- GIVEN REQUEST:
Edit the data from its beginning up to and including the line with "left=236, top=198, right=800, bottom=312", reproducing those lines with "rectangular field plot" replaced by "rectangular farm plot" and nothing else changed.

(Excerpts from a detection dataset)

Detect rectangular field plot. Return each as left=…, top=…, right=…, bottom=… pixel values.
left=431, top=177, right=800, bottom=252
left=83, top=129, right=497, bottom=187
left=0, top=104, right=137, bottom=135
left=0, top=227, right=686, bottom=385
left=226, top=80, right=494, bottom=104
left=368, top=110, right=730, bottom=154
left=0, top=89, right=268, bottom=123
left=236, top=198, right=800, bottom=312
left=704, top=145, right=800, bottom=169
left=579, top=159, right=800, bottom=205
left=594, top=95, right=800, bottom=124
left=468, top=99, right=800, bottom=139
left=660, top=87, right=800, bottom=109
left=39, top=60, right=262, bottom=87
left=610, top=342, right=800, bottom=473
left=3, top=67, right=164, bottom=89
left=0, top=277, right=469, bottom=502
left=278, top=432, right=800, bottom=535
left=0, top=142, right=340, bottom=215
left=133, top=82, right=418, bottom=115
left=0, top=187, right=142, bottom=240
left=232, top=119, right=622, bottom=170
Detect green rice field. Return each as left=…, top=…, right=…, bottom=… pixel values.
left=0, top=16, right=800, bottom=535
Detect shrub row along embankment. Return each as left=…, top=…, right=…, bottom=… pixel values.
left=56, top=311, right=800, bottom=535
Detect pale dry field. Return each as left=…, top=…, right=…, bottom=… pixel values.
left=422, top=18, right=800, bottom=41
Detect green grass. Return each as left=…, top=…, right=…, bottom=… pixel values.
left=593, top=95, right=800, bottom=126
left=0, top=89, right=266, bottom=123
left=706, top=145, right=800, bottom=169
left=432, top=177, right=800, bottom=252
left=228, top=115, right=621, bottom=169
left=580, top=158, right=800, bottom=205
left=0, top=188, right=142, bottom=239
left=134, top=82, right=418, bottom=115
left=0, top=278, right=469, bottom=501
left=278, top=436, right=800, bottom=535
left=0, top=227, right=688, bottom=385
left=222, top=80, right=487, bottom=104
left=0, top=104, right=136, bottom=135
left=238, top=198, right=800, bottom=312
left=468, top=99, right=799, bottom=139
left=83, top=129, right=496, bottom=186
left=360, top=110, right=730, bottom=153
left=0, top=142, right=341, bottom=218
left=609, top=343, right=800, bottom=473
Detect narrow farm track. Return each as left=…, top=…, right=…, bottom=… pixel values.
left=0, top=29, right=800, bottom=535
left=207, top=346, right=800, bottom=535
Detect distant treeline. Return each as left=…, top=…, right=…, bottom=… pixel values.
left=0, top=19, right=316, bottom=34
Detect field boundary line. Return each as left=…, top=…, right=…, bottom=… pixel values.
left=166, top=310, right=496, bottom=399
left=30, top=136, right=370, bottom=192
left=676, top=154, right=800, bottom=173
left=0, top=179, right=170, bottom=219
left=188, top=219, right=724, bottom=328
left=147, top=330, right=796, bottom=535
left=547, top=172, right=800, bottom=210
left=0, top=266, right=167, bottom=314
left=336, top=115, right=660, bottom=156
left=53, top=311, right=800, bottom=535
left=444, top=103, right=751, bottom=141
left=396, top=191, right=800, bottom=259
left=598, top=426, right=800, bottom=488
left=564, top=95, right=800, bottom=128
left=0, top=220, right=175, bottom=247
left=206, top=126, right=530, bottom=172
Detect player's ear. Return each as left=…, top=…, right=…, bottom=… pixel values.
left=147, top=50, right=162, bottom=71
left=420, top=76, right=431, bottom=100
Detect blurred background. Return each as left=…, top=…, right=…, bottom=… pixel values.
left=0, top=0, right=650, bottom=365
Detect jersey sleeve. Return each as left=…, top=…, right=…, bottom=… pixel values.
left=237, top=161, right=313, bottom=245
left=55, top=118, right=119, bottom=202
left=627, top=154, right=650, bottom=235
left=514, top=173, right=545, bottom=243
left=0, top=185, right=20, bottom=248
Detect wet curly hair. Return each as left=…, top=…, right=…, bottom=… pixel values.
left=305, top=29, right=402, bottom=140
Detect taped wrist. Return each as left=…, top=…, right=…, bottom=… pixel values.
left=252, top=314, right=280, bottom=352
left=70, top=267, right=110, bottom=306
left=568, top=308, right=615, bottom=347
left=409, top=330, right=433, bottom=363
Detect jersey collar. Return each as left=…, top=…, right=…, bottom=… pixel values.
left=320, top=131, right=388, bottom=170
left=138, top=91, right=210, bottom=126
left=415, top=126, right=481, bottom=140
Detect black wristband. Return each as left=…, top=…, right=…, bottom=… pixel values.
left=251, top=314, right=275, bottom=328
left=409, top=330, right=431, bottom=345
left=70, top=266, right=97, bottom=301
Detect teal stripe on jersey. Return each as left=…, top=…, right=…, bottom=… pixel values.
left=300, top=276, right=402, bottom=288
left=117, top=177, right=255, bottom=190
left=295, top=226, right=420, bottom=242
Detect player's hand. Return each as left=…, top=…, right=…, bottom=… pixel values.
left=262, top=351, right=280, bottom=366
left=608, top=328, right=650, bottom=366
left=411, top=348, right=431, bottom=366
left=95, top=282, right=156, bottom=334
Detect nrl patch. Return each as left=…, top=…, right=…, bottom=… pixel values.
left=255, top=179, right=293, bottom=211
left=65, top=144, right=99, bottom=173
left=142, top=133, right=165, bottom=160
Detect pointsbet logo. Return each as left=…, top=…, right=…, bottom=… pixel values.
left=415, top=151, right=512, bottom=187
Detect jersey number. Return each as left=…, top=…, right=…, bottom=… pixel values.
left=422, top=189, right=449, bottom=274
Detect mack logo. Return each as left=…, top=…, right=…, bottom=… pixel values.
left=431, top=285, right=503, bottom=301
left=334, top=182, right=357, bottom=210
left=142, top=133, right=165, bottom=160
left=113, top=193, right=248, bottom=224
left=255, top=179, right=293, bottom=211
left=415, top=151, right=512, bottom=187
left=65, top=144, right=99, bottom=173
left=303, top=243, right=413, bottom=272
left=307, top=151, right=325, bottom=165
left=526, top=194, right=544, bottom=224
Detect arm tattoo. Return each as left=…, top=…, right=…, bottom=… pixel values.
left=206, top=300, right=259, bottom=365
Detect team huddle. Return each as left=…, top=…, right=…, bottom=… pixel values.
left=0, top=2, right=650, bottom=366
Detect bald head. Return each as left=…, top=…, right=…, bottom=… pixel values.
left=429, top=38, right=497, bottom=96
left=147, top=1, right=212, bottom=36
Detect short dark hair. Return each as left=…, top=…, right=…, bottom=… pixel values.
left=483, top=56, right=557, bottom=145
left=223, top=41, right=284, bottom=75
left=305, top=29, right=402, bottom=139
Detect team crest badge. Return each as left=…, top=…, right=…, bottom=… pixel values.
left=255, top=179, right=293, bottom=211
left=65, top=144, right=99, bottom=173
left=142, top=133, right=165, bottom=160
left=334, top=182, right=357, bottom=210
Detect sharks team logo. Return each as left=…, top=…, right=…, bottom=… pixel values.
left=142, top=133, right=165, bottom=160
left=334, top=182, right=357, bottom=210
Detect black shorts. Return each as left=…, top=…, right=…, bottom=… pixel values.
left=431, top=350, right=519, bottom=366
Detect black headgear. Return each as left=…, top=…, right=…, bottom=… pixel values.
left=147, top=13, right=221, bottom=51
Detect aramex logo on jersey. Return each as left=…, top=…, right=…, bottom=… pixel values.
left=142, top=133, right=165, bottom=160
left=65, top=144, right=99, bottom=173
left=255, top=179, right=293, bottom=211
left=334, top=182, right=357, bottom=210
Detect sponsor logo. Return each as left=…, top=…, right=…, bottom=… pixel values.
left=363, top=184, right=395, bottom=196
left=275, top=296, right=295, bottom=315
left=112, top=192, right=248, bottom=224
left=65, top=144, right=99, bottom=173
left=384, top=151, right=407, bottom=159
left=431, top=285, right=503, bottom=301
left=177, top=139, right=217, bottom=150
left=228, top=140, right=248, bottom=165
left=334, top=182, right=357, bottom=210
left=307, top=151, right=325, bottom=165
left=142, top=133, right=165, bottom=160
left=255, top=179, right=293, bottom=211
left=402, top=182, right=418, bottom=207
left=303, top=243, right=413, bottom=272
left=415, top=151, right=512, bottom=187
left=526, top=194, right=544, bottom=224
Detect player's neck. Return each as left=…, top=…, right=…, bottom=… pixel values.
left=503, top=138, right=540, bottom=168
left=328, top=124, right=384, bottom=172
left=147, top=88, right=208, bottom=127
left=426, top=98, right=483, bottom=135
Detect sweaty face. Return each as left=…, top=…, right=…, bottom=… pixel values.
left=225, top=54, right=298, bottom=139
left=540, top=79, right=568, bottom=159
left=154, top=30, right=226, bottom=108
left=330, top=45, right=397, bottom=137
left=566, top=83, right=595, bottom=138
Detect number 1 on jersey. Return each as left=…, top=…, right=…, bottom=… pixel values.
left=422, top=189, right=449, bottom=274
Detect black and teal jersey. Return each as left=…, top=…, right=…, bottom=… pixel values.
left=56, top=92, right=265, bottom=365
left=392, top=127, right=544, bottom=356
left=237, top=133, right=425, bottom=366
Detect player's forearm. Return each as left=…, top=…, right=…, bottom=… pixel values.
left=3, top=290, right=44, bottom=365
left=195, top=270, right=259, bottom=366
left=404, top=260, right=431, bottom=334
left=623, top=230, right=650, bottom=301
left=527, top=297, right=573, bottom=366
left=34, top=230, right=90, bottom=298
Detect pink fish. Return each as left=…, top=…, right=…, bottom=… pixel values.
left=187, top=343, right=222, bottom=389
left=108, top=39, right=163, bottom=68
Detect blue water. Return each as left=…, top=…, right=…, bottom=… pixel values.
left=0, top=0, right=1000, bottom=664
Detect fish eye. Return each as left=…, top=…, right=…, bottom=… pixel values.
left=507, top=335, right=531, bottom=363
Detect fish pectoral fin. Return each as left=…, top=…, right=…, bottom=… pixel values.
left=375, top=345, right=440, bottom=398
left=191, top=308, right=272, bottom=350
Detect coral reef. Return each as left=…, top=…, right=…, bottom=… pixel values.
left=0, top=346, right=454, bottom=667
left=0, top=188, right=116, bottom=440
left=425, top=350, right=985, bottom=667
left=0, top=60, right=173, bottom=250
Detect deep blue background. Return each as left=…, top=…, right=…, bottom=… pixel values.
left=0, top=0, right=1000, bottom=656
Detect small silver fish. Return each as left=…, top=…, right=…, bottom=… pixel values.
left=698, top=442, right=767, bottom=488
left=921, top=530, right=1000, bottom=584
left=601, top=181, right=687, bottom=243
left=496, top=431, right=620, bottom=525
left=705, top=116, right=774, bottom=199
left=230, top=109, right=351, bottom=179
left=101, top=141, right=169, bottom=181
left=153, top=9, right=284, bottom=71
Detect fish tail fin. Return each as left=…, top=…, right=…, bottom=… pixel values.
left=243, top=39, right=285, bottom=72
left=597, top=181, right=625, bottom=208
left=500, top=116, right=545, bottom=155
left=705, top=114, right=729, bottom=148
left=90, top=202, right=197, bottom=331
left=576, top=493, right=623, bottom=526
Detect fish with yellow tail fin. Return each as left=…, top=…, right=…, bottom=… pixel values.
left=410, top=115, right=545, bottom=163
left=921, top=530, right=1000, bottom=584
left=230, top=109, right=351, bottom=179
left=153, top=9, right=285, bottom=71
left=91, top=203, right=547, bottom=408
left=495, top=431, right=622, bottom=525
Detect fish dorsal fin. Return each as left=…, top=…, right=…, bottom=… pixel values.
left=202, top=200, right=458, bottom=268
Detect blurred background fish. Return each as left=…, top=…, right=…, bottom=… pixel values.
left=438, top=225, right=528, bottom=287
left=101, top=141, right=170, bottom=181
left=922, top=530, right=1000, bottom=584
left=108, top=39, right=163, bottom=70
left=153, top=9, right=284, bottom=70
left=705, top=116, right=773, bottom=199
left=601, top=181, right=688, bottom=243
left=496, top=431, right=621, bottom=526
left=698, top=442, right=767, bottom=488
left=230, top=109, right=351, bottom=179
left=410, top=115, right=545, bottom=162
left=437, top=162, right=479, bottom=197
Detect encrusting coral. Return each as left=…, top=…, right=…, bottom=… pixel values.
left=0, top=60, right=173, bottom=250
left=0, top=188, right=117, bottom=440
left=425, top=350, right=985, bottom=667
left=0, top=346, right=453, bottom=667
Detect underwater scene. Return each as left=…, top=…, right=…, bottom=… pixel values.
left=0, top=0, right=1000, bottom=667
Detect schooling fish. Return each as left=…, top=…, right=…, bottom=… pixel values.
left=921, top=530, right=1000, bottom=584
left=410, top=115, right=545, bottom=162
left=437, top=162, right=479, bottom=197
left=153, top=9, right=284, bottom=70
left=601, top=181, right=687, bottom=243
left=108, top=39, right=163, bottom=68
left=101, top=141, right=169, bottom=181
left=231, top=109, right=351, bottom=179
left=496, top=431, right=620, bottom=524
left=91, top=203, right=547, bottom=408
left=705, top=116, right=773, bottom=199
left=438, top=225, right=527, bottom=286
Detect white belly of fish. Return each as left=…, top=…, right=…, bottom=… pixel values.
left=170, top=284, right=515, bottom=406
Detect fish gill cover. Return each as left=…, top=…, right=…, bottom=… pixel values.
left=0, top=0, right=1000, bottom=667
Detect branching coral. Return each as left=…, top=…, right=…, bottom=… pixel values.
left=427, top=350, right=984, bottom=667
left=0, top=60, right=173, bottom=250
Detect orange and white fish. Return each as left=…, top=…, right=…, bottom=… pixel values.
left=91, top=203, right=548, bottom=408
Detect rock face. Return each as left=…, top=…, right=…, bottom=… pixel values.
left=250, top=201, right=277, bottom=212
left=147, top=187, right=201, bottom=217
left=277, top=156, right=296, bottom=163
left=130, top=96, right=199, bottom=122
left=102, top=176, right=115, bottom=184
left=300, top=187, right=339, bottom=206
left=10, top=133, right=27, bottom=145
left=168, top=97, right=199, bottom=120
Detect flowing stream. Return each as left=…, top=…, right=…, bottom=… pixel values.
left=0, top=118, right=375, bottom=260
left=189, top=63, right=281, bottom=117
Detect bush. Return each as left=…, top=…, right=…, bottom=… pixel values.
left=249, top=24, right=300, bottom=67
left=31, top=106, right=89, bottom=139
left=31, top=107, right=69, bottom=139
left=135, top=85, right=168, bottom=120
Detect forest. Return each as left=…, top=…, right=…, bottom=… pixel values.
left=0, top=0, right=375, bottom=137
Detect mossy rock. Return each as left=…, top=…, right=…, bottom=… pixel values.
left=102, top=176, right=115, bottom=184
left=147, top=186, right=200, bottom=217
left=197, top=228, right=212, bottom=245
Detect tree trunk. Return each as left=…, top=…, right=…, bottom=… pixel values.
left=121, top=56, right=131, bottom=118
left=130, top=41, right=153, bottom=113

- FINISHED TASK:
Detect rectangular farm plot. Return each as left=…, top=…, right=…, bottom=… pixel values.
left=431, top=177, right=800, bottom=252
left=83, top=129, right=497, bottom=187
left=0, top=104, right=137, bottom=135
left=0, top=227, right=686, bottom=385
left=226, top=80, right=494, bottom=104
left=368, top=110, right=730, bottom=154
left=0, top=89, right=268, bottom=123
left=236, top=198, right=800, bottom=312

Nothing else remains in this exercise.